Could you print every record exactly as it stands?

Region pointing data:
******************************
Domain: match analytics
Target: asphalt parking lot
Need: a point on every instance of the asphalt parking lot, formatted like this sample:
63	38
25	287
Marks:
******************************
__Answer box__.
Domain: match analytics
Target: asphalt parking lot
Need: a point on every instance of the asphalt parking lot, formatted like this sample:
63	38
25	287
Marks:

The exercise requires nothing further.